» The request
Set down the material below word for word, excluding the pictures.

Records from a data source
####################

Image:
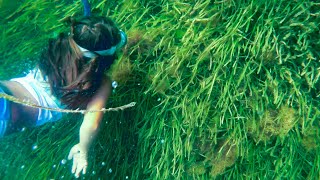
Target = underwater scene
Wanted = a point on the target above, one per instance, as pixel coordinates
(200, 89)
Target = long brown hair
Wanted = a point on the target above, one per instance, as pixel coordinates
(74, 78)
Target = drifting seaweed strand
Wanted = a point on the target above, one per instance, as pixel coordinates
(28, 103)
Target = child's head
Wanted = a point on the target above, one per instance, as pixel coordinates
(75, 63)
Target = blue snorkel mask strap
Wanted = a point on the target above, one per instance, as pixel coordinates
(86, 8)
(107, 52)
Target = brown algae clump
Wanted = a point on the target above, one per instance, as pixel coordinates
(217, 159)
(273, 123)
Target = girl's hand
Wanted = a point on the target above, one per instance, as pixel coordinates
(80, 160)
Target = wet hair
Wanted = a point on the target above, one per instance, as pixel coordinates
(74, 78)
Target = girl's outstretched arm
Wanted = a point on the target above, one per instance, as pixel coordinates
(89, 129)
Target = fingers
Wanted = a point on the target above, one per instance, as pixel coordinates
(81, 166)
(73, 151)
(79, 161)
(74, 165)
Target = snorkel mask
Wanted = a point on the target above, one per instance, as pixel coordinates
(107, 52)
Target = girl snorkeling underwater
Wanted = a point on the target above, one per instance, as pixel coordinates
(70, 74)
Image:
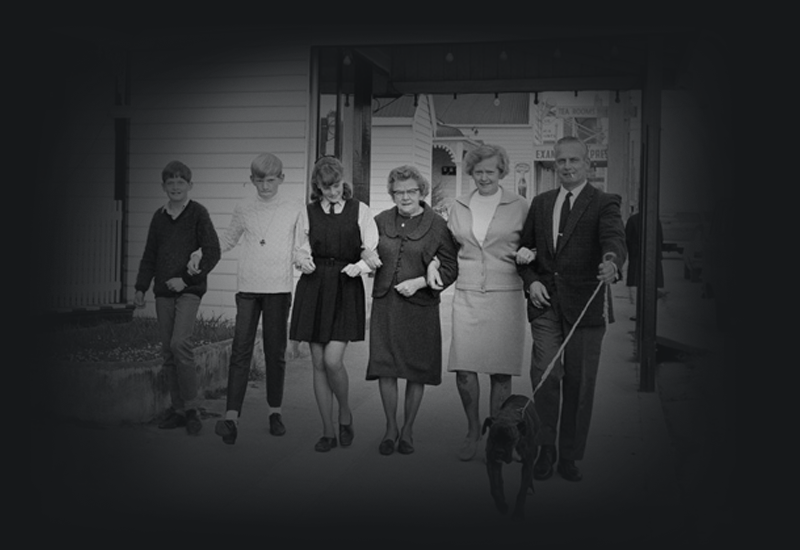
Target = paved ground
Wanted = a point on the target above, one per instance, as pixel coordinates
(649, 480)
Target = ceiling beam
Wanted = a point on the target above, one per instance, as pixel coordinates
(517, 85)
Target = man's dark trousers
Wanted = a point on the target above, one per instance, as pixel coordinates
(570, 386)
(273, 309)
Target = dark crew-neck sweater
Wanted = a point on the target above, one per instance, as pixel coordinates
(170, 242)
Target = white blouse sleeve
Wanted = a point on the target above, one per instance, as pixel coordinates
(369, 234)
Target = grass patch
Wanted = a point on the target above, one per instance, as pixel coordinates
(136, 340)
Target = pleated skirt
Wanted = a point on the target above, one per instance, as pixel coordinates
(488, 332)
(405, 340)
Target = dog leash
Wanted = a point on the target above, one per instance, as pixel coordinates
(560, 352)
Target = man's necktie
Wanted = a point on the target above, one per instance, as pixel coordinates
(562, 222)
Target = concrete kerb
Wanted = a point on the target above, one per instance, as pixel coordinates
(131, 392)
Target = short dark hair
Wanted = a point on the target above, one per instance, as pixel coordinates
(176, 169)
(328, 171)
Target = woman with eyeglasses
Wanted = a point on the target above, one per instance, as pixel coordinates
(329, 309)
(405, 330)
(488, 304)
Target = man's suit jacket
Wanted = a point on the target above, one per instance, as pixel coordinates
(594, 228)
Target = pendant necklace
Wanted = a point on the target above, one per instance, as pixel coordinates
(265, 232)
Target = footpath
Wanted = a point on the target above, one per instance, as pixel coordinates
(115, 484)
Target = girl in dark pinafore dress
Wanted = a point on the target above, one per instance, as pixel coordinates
(329, 306)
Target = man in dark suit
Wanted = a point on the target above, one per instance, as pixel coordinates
(579, 238)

####################

» The reply
Image:
Target = underwater scene
Wanted = a point on the target above, one per instance, as pixel coordinates
(200, 89)
Target = long brown hair
Wanted = a point on the target above, one per instance, as pixel coordinates
(74, 78)
Target = drifting seaweed strand
Wanted = a point on the target above, one per instance, as pixel coordinates
(28, 103)
Target = child's head
Wanted = a point on the target above, one per instance, as pixel coordinates
(75, 63)
Target = blue snorkel mask strap
Wanted = a point on the target above, one per instance, as pixel coordinates
(86, 8)
(107, 52)
Target = brown algae clump
Wanted = a point on the target above, one per instance, as pixel coordinates
(217, 159)
(273, 123)
Target = girl's hand
Wanted = a point on the target above, one per instance, as pixel coordinates
(80, 160)
Target = wet hair
Wanted = a point on the target above, one per instance, as pixel coordinates
(74, 78)
Target = girl's outstretched arm
Wanted = a point on the target above, one per instance, as pixel coordinates
(89, 129)
Target = fingers
Wanted = a point on the target above, one per instance, as pixel coordinates
(81, 166)
(73, 151)
(79, 161)
(74, 165)
Target = snorkel mask
Wanted = a point on the target above, one per instance, as pixel coordinates
(107, 52)
Target = girl snorkeling underwater
Wanted = a point on the target above, one per instance, as pixel coordinates
(70, 74)
Image:
Target = paved ground
Wanted = a point on the target above, one per instance, as pixel coordinates
(649, 480)
Target = ceiling beam
Wanted = a point on the target above, one per instance, as pixel coordinates
(517, 85)
Target = man's dark trousers
Wanted = a point on the target above, one per instance, as pixel coordinates
(570, 386)
(273, 309)
Target = dark crew-neck sweater
Wanted = a point on the target above, one per instance, as pixel coordinates
(170, 242)
Target = white blouse sleeve
Wanted = a point on the target above, one per instance, as pixel coordinates
(369, 234)
Target = grass patch
Wanted = a point on the target above, one per instance, as pixel coordinates
(136, 340)
Target = pleated skirt
Wanted = a point on the target above, one per instance, as pixel coordinates
(488, 332)
(405, 340)
Target = dog leash
Wanted = a point on the target above, one per instance, as pixel coordinates
(560, 352)
Target = man's necktie
Wanted = a point on the target above, one per instance, as pixel coordinates
(562, 222)
Target = concrete kerb
Wanted = a point on the target above, one per instance, as pixel coordinates
(131, 392)
Target = short dark hair
Wanted = a point on the target above, one per instance, as pixel coordinates
(176, 169)
(328, 171)
Target = woman with eyeglasses
Wanted = a point on the target above, one per instance, as pixel coordinates
(329, 309)
(405, 330)
(488, 304)
Target = man's suit jacket
Wanted = a point on the target above, one per instance, as pixel coordinates
(594, 228)
Target = pendant necklace
Wanted = a point on the target above, one per instance, as pixel coordinates
(265, 232)
Target = footpath
Wanted = a point on the target above, one per instance, as pixel coordinates
(115, 484)
Target = girl in dark pinafore dress
Wanted = a point on the target above, one per instance, as pixel coordinates
(329, 306)
Target = man in dark suit
Wanted = a point on the target above, one per instance, as pixel coordinates
(579, 238)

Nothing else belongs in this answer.